Exercise brief =>
In the passage about Joel and Patrick, who is described as smug and removed in the pre-Jon Stewart Daily Show days?

Passage =>
────
On The Soup, Joel is a master of cadence and gesture. He doesn't just spout witty remarks, he dissects them as only a true actor can. With a quirked eyebrow, a dry tone, or a gleeful yelp, he voices the absurd zeitgeist that is reality TV--and he's right there with the bemused public. He doesn't stand above us, smug and removed like Craig Kilborn in the pre-Jon Stewart Daily Show days. No, Joel's right there with us in the D-list trenches--he watches this crap too! And like the rest of us, he sort of hates himself for it, but realizes that the best thing to do is laugh at the ridiculosity. And for that, I lurve him.
5. *wolf whistle* Oh, whatever. I'm a red-blooded female, and I like my menz attractive. Even in his fifties, Patrick brought the hotness--what is it about dancers that makes them age so damn well? I can't really think of any exceptions. I mean, have you seen Barishnikov? Hell, even George Balanchine wasn't terrible looking till his very last days. It's interesting--dancers strain their bodies to utter breaking points and many are known to flirt with toxic chemicals (nicotine, steroids, silicone). Yet each and every one of them carries a youthful maturity into their twilight years.
Joel may not possess the Swayze features that transcended multiple bad hairdos, but his wide smile, pointy nose, and spiky hair, combined with sharp wit, translates to an adorable package. Not to mention that he can wear the heck out of a sport coat and jeans. Yum yum.
So Patrick, I wish you an eternity of boogie-ing in that Big Dance Hall in the Sky. Save a turn for me, eh? And Joel, may your snappy star continue to rise. A bazillion pop culture vultures and TV junkies are pulling for you.
────
Source data
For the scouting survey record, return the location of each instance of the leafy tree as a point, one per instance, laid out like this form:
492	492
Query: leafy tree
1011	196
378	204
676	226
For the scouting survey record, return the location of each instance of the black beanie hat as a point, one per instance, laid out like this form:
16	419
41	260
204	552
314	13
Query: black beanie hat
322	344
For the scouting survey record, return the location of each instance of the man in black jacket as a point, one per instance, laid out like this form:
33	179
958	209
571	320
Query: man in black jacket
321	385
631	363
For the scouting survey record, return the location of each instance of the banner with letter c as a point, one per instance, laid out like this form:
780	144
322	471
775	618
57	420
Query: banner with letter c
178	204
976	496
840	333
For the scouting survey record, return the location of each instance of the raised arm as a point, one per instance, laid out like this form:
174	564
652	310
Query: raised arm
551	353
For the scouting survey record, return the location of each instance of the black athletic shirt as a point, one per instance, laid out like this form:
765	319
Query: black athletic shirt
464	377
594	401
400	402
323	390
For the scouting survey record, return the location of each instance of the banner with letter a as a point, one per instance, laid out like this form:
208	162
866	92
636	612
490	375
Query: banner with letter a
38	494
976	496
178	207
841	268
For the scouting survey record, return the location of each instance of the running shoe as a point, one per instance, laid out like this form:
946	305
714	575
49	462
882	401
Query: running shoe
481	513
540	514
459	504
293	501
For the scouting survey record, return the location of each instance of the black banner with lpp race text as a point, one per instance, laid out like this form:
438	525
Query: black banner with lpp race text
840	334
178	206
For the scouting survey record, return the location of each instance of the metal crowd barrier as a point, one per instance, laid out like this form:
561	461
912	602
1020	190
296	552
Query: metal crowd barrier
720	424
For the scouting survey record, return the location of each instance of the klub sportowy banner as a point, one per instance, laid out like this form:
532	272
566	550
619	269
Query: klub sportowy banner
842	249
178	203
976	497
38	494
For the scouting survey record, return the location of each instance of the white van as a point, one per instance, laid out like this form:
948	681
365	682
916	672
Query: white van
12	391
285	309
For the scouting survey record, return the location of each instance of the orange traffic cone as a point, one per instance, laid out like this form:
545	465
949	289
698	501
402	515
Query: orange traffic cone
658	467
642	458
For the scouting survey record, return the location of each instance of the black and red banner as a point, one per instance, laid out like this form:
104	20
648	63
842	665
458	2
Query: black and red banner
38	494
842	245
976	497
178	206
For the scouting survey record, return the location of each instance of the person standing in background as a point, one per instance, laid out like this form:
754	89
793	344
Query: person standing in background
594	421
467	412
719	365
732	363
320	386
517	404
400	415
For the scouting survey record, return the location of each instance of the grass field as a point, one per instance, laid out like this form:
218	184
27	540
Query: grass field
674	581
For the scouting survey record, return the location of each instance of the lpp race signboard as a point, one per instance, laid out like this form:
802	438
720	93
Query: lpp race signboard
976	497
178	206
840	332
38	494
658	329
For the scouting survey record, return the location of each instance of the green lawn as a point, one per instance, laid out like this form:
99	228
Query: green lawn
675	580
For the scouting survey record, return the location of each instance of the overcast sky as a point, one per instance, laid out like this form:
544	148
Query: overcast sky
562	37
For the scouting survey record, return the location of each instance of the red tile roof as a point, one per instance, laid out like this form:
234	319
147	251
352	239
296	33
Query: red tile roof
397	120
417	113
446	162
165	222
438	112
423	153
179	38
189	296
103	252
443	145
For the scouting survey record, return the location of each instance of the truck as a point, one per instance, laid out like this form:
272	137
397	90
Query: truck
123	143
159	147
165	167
────
Exercise solution =>
Craig Kilborn